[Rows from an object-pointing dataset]

____

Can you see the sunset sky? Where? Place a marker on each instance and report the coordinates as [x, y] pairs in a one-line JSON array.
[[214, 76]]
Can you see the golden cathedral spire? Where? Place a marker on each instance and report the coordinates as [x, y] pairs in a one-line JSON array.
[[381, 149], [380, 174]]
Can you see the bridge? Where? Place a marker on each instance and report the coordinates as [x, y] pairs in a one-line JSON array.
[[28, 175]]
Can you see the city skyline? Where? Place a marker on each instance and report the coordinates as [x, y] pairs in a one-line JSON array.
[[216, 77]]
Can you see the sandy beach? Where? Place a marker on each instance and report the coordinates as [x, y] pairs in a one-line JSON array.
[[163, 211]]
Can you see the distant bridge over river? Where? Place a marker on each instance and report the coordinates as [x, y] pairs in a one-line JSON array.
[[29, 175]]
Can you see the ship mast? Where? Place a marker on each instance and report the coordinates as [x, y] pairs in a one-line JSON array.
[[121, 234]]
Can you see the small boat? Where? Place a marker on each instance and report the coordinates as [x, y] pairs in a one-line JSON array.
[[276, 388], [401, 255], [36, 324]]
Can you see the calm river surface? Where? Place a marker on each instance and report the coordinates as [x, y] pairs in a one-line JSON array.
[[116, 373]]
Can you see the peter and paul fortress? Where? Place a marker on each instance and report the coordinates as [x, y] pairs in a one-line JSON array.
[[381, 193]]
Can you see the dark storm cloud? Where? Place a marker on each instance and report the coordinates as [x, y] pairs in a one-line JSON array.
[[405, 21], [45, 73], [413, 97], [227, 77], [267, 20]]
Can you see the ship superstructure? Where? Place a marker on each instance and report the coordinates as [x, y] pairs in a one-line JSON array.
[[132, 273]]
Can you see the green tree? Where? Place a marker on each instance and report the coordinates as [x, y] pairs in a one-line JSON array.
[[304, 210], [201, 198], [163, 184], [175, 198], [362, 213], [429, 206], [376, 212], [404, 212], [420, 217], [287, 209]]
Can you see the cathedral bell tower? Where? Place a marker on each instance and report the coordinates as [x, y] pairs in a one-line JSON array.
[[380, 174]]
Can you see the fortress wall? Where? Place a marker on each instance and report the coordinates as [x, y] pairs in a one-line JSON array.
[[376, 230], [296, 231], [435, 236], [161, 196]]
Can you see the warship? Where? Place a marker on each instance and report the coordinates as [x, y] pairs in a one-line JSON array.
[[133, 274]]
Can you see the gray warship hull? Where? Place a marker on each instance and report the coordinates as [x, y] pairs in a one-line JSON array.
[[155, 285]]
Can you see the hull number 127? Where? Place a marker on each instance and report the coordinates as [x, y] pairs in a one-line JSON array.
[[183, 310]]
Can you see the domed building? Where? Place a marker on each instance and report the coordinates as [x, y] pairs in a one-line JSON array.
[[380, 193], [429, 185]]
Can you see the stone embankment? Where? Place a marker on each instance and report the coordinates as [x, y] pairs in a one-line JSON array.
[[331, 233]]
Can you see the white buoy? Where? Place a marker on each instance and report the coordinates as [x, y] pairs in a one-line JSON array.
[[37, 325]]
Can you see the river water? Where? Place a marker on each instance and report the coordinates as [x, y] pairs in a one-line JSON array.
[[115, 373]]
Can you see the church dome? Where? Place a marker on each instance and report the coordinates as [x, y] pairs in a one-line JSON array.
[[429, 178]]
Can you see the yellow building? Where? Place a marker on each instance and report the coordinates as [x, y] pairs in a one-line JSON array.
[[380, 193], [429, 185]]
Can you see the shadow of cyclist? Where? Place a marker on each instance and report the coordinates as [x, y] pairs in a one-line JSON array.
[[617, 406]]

____

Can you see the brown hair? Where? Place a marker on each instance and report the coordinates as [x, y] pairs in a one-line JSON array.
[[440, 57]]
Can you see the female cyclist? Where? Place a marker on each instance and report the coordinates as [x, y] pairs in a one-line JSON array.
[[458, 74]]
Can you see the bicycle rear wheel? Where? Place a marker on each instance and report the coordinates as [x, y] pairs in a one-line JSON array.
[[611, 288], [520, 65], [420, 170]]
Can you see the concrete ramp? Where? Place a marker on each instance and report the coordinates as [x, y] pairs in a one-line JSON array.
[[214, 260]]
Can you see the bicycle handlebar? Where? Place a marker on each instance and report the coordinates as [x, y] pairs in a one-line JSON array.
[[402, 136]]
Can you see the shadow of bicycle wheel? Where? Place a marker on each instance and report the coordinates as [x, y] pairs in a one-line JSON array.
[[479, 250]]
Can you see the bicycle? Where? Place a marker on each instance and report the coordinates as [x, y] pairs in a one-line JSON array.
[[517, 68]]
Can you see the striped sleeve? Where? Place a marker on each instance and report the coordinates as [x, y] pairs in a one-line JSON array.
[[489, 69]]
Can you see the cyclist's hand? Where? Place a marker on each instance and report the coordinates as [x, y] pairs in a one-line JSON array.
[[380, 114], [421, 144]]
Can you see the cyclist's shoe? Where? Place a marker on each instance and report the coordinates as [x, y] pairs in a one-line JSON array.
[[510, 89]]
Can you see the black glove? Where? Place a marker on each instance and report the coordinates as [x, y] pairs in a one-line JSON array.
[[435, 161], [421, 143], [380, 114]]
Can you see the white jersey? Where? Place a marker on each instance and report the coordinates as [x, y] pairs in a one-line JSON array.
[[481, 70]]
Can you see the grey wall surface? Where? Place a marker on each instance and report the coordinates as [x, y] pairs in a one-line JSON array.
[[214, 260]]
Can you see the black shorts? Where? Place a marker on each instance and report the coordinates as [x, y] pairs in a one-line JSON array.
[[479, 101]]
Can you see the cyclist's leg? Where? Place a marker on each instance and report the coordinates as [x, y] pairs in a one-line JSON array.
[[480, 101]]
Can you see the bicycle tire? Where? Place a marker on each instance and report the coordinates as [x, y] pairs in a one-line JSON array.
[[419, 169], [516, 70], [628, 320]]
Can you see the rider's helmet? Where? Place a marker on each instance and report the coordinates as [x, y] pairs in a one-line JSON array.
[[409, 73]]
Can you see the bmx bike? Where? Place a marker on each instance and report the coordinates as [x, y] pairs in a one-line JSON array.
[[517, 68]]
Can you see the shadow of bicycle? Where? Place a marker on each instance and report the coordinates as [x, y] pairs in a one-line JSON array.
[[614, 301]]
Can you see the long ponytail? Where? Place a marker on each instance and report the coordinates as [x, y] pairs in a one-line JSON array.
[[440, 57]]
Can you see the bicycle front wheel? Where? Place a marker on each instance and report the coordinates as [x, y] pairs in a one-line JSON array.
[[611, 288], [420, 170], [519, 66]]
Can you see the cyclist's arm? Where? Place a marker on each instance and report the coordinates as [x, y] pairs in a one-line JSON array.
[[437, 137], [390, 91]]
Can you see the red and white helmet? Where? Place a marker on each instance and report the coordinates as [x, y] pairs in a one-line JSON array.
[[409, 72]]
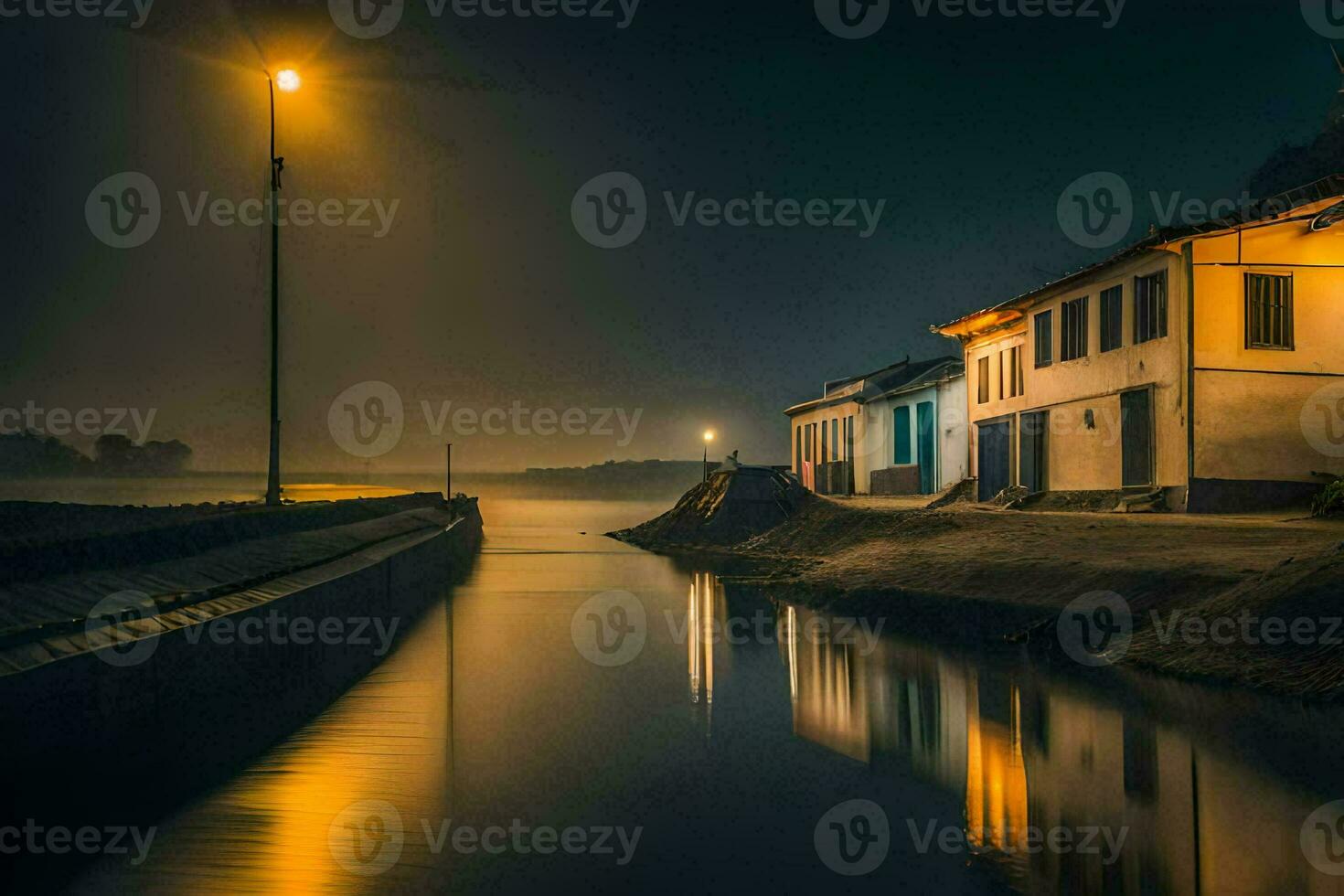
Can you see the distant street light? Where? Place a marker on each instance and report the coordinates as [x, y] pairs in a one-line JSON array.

____

AIM OF THE EXERCISE:
Render the records between the lines holding "Can you see the sunset" and "[[214, 76]]", inclusive, as a Markdown table with the columns Row and Line, numbering each line and leaving out blank lines.

SOLUTION FOR THIS PROBLEM:
| Row | Line |
|---|---|
| 1 | Can you see the sunset sky? Where? Place a marker on each instance and report the coordinates as [x, y] pairs in a one-line JSON array. |
| 2 | [[214, 76]] |